Text passage -
They finance the US because they need a place to put the dollars they’ve bought once they’ve decided to buy them. Makes sense to combine a core level of investment in the source currency risk free asset (treasuries), with some diversification into other currencies and higher risk assets. The question is always the asset mix – whether they have too much in treasuries, not enough in other currencies or higher risk assets, etc. etc. Given what started the ball rolling and its momentum, makes sense to maintain a fairly substantial base of their assets in US treasuries – after all, the US is the source location and source currency of most of the global current account deficit. I wonder what portfolio theory would say about the ideal diversification strategy?
Yes, as you I meant the housing spreads should have widened well before today, may be just out of the stock bubble in 2001-2003 when housing prices where already out of historical bounds by 20-40%.
But we had alan Greenspan saying at the time where some regulator-led spanking was most needed:
[...] But regulation is not only unnecessary in these markets, it is potentially damaging, because regulation presupposes disclosure and forced disclosure of proprietary information can undercut innovations in financial markets just as it would in real estate markets. [...]
http://www.federalreserve.gov/BoardDocs/Speeches/2002/200209252/default.htm
Throw oil on fire as the old saying says.
bsetser,
Everything makes sense if you model the BWII CBs as a single actor, with the usual political motivations of all central banks.
Ascribing economic motivations to central banks is not useful. Their political goal is to keep the global economy from either “crashing” or “overheating.” These concepts may not be meaningful economically, but they are meaningful politically. “Crashing” means mobs of unemployed navvies. “Overheating” means baguette-price riots. These images are burned into the minds of generations of enarques. No employee of any CB anywhere wants to see any of these things, ever, in any country. So, despite inevitable international tensions, motivations are generally aligned.
Perhaps this actor needs a name. The point is that Dumbledore (the Fed) and Voldemort (the foreign CBs) are one. Call him Dumblemort. Dumblemort is behind everything. If the question is a question, “Dumblemort” is the answer.

Data provided -
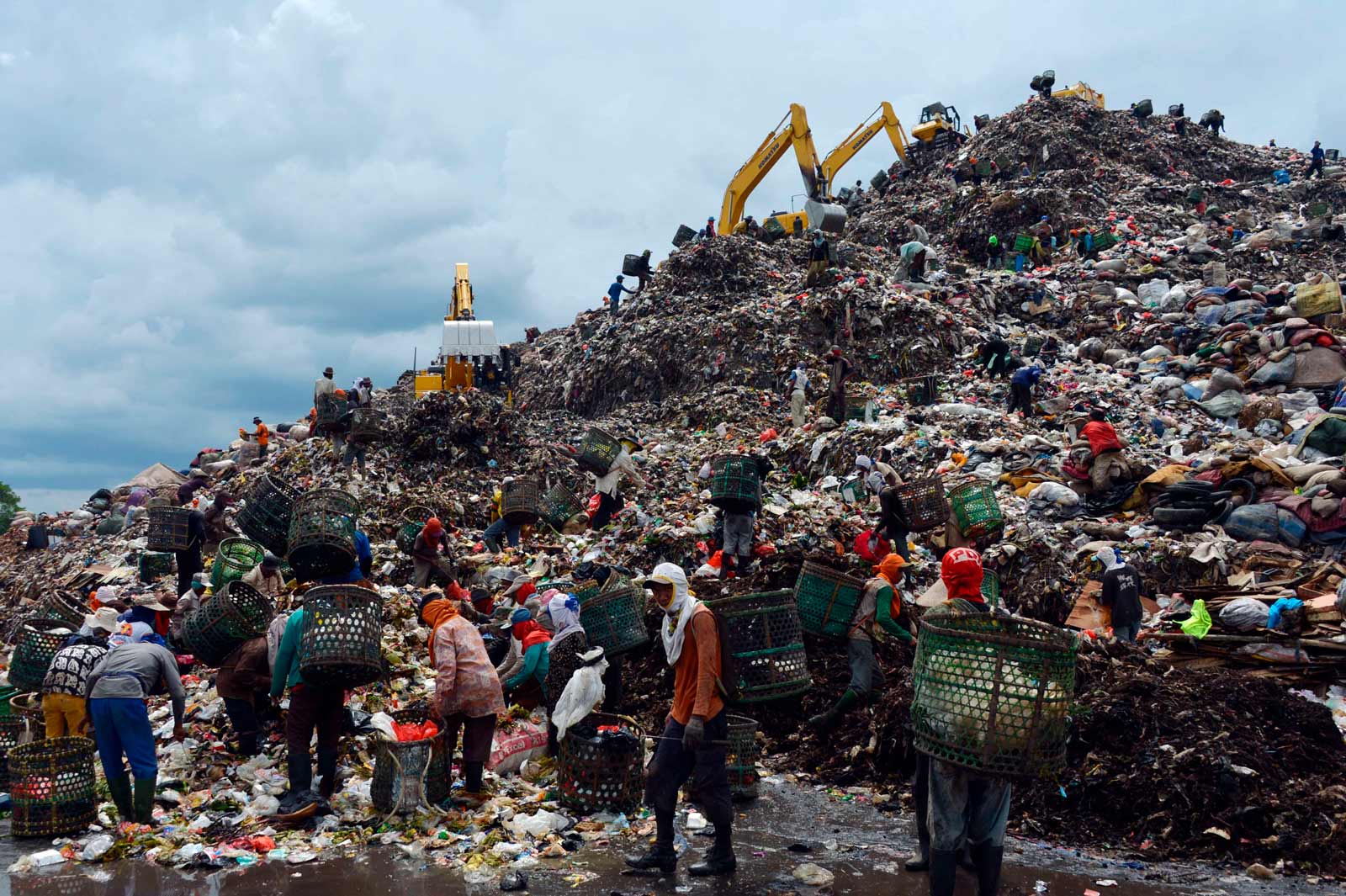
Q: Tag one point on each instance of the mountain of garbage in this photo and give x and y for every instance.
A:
(1184, 284)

Aim of the task -
Carry on the comment thread about central banks and US Treasuries from its last sentence. The listing comes from a different source than the comment thread about central banks and US Treasuries.

Expected answer -
Now and for the indefinite future, the entire yield curve is controlled by Dumblemort. As are all currency cross rates. Dumblemort can issue any currency, can guarantee the present price of any security, and so on. As yet he has ventured only tentatively into the final frontier of freedom, the equity market, but even here his hand is beginning to be felt.
Actually, Dumblemort hates all this. He loves free markets. He understands them perfectly, and in a sort of theoretical sense he wishes he could cease to exist, allowing the yield curves of the world to simply reflect reality. Dumblemort is certainly not in any way evil. He is not even misguided. His job is a dirty job, he knows it and he detests it, and he wishes someone didn’t have to do it.
But Dumblemort has to live with the reality of the situation, which is that he is very old. And so is his bad habit of managing credit markets. Because his operations tend to raise the price of debt, over the last 100 years his world has built up a pretty big pile of the stuff. If Dumblemort suddenly walked off the job, this pile would fall down, and a lot of people would be crushed.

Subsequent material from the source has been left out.